EXERCISE TASK =>
Express the data that opens with the line containing "mark the upright" and closes with the line containing "Target: upright double bass", both of those lines included, as a JSON list of strings with one string per line and no blank lines. Include nothing from outside that span.

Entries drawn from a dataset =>
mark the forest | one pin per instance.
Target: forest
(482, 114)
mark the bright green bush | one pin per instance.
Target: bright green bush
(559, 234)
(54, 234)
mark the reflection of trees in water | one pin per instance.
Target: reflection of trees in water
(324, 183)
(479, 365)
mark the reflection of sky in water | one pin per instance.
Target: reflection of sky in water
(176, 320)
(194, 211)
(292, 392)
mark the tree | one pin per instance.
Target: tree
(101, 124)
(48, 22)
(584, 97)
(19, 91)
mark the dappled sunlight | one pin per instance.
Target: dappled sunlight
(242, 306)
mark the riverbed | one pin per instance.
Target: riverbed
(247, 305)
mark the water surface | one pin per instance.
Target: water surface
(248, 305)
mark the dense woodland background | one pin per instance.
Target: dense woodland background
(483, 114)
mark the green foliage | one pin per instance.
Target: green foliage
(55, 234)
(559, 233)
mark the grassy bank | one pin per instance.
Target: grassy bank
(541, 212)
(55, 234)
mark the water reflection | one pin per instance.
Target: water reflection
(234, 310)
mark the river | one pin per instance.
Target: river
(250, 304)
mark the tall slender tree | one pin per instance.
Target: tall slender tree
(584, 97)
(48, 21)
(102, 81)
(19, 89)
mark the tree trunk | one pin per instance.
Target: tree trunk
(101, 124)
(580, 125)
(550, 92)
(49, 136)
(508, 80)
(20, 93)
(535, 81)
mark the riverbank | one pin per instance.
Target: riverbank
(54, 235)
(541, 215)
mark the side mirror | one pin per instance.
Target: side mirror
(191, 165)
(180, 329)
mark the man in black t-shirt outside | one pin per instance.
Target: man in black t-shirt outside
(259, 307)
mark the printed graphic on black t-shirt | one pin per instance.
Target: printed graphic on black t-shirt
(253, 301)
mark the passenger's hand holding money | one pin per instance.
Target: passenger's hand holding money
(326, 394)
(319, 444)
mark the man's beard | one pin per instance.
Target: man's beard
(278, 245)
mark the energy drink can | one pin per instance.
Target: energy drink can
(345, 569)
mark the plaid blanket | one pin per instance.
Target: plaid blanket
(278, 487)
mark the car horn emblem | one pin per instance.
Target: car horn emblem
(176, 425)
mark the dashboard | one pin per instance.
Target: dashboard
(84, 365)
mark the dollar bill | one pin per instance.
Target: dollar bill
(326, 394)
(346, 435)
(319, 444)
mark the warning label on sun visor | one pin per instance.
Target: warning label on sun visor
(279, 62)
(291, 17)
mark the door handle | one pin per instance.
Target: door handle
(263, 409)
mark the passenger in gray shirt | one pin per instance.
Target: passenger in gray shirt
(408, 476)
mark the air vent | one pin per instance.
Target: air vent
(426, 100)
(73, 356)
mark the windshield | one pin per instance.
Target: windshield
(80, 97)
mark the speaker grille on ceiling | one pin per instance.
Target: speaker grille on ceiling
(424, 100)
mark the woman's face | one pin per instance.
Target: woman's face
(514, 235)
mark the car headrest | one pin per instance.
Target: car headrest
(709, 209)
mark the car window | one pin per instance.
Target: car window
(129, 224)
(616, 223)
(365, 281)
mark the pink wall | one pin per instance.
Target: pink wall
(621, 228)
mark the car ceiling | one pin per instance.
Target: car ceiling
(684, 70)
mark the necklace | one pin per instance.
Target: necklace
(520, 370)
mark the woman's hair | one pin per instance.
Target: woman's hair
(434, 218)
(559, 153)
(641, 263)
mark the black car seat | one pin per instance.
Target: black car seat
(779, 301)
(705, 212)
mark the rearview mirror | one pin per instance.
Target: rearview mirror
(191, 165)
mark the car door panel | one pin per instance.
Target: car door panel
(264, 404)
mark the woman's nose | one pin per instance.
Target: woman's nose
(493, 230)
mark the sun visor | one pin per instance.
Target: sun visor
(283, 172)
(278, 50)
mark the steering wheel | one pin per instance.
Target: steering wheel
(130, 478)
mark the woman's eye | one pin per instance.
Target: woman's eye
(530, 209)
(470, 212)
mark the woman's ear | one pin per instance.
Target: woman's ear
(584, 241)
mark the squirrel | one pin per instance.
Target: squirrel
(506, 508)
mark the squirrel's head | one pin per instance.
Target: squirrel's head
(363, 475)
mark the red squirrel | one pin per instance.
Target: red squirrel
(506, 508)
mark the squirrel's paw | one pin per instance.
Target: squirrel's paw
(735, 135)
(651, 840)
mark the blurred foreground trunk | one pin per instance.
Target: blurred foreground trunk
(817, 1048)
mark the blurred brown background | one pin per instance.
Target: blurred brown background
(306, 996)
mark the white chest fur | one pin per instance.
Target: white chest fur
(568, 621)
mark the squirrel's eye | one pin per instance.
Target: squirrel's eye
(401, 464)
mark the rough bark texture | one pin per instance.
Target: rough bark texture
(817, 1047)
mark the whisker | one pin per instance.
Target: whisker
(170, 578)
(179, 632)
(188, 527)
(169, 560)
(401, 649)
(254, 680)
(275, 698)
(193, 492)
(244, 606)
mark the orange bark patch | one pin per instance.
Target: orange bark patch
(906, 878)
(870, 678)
==
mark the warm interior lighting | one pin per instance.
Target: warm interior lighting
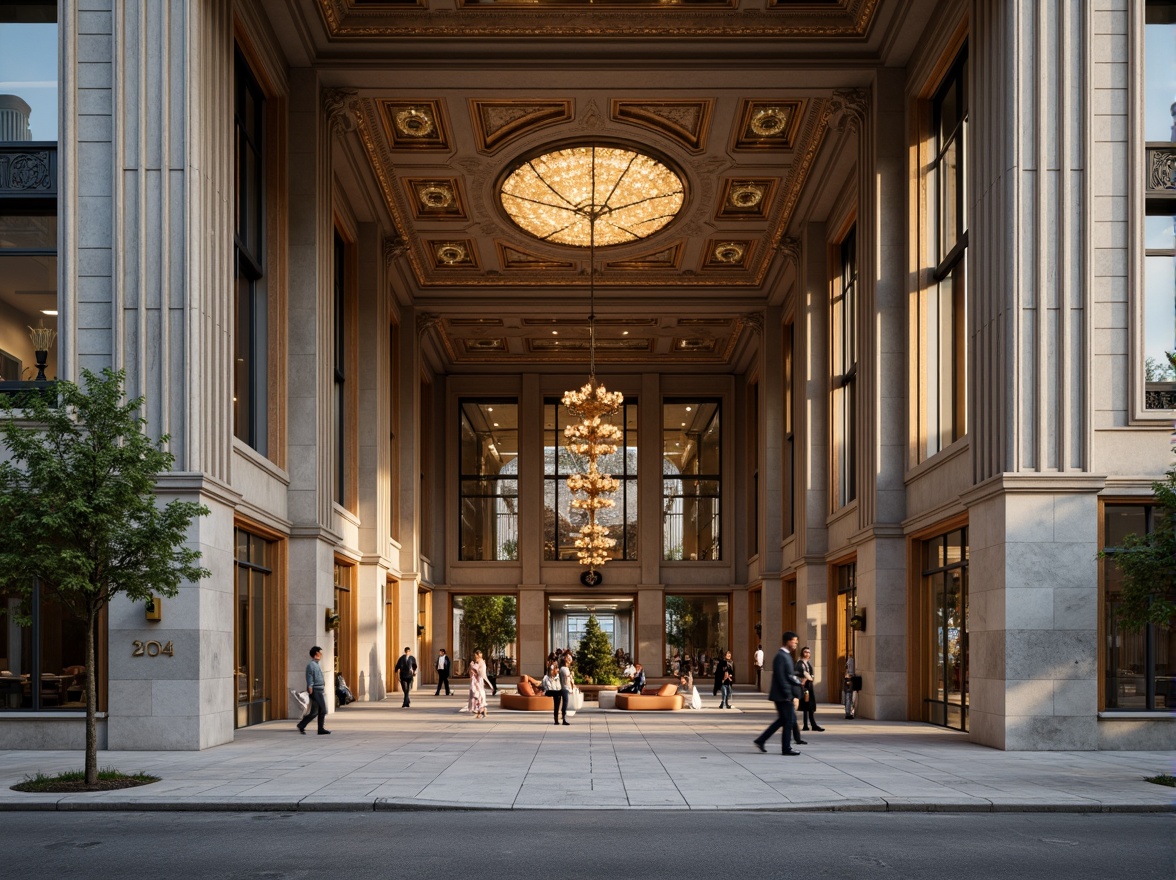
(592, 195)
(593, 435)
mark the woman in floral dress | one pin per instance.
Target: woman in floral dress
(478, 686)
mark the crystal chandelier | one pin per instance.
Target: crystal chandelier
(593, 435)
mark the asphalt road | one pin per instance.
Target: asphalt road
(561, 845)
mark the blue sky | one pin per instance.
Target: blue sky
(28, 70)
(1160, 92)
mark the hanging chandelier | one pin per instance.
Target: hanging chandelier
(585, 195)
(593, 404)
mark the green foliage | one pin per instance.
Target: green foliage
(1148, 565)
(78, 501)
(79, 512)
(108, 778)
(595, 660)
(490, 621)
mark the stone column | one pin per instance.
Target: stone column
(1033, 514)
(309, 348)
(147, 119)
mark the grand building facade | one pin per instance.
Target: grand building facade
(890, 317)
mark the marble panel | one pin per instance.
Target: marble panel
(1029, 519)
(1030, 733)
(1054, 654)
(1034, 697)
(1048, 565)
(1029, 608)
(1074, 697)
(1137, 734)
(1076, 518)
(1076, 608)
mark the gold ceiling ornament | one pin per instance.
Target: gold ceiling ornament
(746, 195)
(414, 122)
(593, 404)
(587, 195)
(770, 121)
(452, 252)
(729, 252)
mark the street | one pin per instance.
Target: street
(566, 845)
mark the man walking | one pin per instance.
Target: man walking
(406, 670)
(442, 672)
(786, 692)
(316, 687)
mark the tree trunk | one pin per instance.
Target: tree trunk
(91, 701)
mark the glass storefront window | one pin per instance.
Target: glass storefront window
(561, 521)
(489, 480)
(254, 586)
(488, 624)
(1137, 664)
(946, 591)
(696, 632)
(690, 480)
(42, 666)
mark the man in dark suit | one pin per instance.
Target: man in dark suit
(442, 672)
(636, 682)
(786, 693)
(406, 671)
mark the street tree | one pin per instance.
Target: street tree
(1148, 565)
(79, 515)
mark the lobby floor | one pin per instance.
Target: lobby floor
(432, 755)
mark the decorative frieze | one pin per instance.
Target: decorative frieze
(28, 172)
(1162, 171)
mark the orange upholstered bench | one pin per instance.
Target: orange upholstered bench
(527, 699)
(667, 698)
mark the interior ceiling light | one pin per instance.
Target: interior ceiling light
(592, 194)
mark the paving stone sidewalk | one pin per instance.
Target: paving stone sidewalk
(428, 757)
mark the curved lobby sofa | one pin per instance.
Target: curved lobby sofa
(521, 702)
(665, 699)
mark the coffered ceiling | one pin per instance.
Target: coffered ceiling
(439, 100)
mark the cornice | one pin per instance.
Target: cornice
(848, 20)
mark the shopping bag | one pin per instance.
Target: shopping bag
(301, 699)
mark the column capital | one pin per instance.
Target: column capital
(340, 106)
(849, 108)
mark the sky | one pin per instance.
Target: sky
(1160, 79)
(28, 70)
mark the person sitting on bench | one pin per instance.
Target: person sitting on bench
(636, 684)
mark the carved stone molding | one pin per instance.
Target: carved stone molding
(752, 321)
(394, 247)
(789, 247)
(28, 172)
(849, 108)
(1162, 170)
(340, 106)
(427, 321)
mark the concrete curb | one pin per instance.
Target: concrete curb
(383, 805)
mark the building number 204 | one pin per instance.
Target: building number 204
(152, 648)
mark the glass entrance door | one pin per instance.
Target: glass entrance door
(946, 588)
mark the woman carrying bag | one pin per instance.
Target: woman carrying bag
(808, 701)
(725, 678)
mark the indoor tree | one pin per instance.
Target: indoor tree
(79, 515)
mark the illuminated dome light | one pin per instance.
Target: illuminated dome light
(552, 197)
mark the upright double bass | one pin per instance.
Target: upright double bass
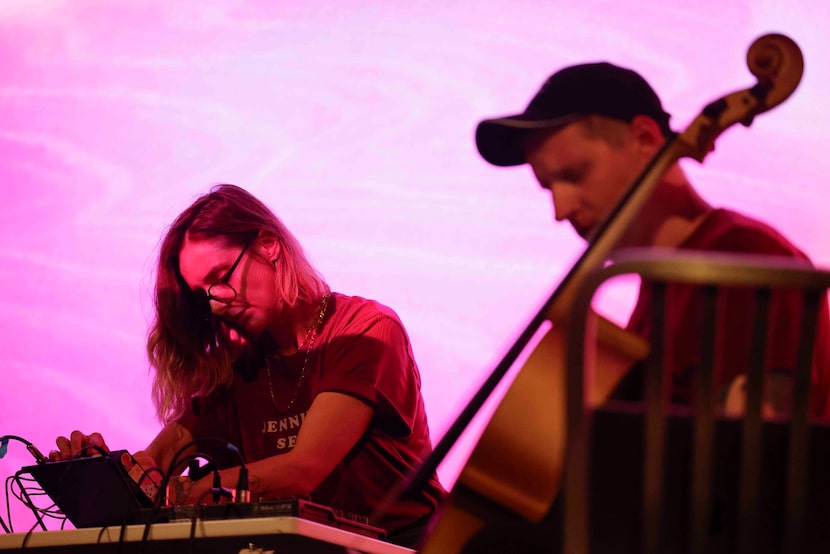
==
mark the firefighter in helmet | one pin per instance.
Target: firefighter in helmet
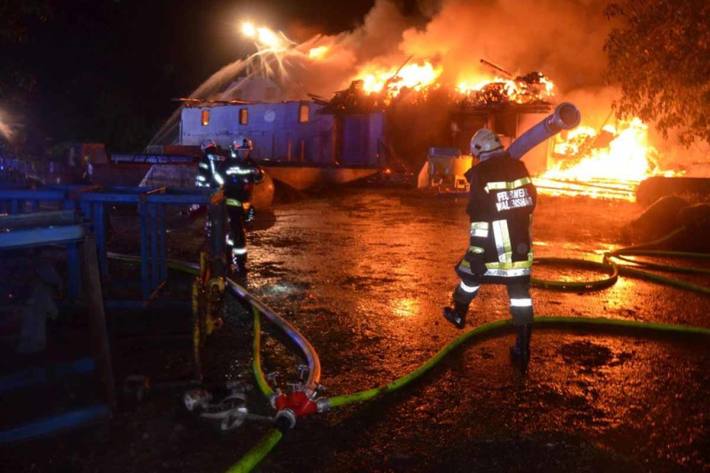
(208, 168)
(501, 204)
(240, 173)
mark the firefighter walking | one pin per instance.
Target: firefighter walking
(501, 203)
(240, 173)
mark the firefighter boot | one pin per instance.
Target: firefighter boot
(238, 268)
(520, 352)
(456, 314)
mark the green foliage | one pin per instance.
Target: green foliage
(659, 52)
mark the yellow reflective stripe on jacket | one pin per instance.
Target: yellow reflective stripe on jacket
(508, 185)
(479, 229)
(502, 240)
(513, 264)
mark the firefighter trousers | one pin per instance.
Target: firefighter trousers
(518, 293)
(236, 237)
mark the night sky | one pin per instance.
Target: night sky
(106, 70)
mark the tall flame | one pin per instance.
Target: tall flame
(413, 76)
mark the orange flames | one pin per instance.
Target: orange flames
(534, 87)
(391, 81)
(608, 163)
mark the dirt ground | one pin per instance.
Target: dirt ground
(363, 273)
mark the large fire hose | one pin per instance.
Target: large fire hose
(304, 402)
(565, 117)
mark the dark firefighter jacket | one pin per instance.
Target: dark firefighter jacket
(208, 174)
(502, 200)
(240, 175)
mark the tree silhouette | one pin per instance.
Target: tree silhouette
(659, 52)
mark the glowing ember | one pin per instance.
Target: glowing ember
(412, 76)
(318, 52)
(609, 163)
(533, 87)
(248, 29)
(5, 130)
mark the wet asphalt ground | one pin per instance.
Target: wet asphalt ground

EXPECTED OUTPUT =>
[
  "mark the upright double bass | one pin per instance.",
  "Target: upright double bass"
]